▼

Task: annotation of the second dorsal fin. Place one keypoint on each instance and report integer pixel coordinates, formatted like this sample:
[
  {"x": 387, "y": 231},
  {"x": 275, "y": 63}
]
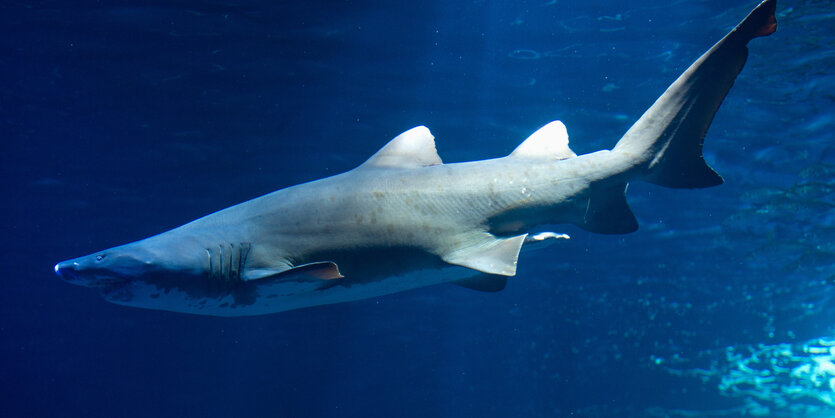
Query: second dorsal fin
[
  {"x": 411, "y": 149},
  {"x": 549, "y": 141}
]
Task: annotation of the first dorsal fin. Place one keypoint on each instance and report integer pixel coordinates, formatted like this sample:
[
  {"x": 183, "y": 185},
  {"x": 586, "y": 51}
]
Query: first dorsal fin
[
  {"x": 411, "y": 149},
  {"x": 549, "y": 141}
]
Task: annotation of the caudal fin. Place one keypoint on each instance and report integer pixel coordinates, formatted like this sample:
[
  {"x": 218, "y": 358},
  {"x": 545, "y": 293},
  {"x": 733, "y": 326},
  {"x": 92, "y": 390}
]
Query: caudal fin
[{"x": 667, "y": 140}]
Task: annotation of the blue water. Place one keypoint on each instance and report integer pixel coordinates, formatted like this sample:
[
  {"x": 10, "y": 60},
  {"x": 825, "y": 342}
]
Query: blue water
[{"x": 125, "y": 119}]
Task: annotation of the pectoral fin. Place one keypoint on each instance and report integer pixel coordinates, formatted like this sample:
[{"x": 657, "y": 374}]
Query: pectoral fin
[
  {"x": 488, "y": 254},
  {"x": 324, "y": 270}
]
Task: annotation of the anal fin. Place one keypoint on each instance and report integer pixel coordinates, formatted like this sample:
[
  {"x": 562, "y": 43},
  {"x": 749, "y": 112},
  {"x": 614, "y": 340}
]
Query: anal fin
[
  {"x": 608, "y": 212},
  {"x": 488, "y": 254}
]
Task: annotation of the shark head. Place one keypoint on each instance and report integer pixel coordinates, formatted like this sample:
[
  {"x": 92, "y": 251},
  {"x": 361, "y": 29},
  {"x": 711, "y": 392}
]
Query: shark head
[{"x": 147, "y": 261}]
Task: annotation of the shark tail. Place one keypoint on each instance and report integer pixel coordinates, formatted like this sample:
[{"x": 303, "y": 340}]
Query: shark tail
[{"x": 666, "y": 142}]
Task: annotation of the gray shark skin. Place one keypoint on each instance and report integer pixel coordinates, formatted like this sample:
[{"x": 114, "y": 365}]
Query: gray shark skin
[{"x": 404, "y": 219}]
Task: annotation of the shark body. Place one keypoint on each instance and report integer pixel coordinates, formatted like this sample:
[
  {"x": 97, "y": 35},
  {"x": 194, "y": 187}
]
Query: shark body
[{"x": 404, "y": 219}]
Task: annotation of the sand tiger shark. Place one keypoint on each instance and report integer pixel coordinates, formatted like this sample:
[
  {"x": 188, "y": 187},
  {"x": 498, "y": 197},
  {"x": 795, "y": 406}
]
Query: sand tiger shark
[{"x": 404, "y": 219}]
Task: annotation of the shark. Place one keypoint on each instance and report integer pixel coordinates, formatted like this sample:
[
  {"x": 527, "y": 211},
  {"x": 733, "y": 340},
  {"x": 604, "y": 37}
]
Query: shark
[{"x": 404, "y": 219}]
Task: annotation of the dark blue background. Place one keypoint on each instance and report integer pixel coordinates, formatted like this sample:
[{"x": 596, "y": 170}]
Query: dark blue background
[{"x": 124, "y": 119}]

▲

## Activity
With the pictures removed, set down every line of the listing above exactly.

## Answer below
Task: annotation of the second dorsal fin. Place one keypoint on each instance and report integer pixel coordinates, formatted like this sample:
[
  {"x": 387, "y": 231},
  {"x": 275, "y": 63}
]
Query: second dorsal fin
[
  {"x": 411, "y": 149},
  {"x": 549, "y": 141}
]
Task: annotation of the first dorsal fin. Place one keypoint on each instance and report integer pixel coordinates, formatted like this sample:
[
  {"x": 183, "y": 185},
  {"x": 586, "y": 51}
]
Query: first dorsal fin
[
  {"x": 411, "y": 149},
  {"x": 549, "y": 141}
]
Task: annotation of the caudal fin. Place one keypoint on each instance and report integer pixel coordinates, formatted like this sample:
[
  {"x": 218, "y": 358},
  {"x": 545, "y": 293},
  {"x": 733, "y": 326},
  {"x": 92, "y": 390}
]
Query: caudal fin
[{"x": 667, "y": 140}]
Task: annotation of the blue water. Place one keypoint on each instance and report integer pixel coordinates, formatted like this sample:
[
  {"x": 10, "y": 60},
  {"x": 825, "y": 342}
]
Query: blue water
[{"x": 125, "y": 119}]
Task: annotation of the pectoral fin. Place one keypoint on each instance and report integer pixel coordinates, formatted like this sample:
[{"x": 657, "y": 374}]
Query: pectoral fin
[
  {"x": 488, "y": 254},
  {"x": 324, "y": 270}
]
Task: annotation of the anal fin. Place one keypoint on each instance and report integer pixel coordinates, formatted like this sample:
[
  {"x": 562, "y": 43},
  {"x": 749, "y": 112},
  {"x": 614, "y": 340}
]
Query: anal fin
[
  {"x": 608, "y": 212},
  {"x": 488, "y": 254}
]
Task: annotation of the shark head. Place one keypoint on each instance and report integer pixel coordinates, formatted like this sample:
[
  {"x": 92, "y": 251},
  {"x": 361, "y": 29},
  {"x": 711, "y": 392}
]
Query: shark head
[{"x": 147, "y": 261}]
Task: annotation of the shark tail. Place one keypoint on each instance and report integer pixel coordinates, formatted like this sample:
[{"x": 303, "y": 340}]
Query: shark tail
[{"x": 666, "y": 142}]
Task: annotation of the gray shark skin. Place one keypoint on each instance and report integer pixel coordinates, formatted like this sample:
[{"x": 114, "y": 365}]
Query: gray shark skin
[{"x": 404, "y": 219}]
Task: annotation of the shark body. Place one keypoint on each instance and report integer pixel coordinates, formatted like this sample:
[
  {"x": 97, "y": 35},
  {"x": 194, "y": 187}
]
Query: shark body
[{"x": 404, "y": 219}]
Task: annotation of the sand tiger shark. Place one keypoint on each instance and report integer pixel coordinates, formatted like this sample:
[
  {"x": 188, "y": 187},
  {"x": 498, "y": 197},
  {"x": 795, "y": 406}
]
Query: sand tiger shark
[{"x": 404, "y": 219}]
Task: annotation of the shark. Place one keypoint on each instance and report integer pixel coordinates, formatted like this sample:
[
  {"x": 527, "y": 211},
  {"x": 733, "y": 340},
  {"x": 604, "y": 37}
]
Query: shark
[{"x": 404, "y": 219}]
Task: annotation of the dark blue background. Place one keypoint on each instance and report integer pixel coordinates, formatted like this sample:
[{"x": 596, "y": 170}]
Query: dark blue background
[{"x": 124, "y": 119}]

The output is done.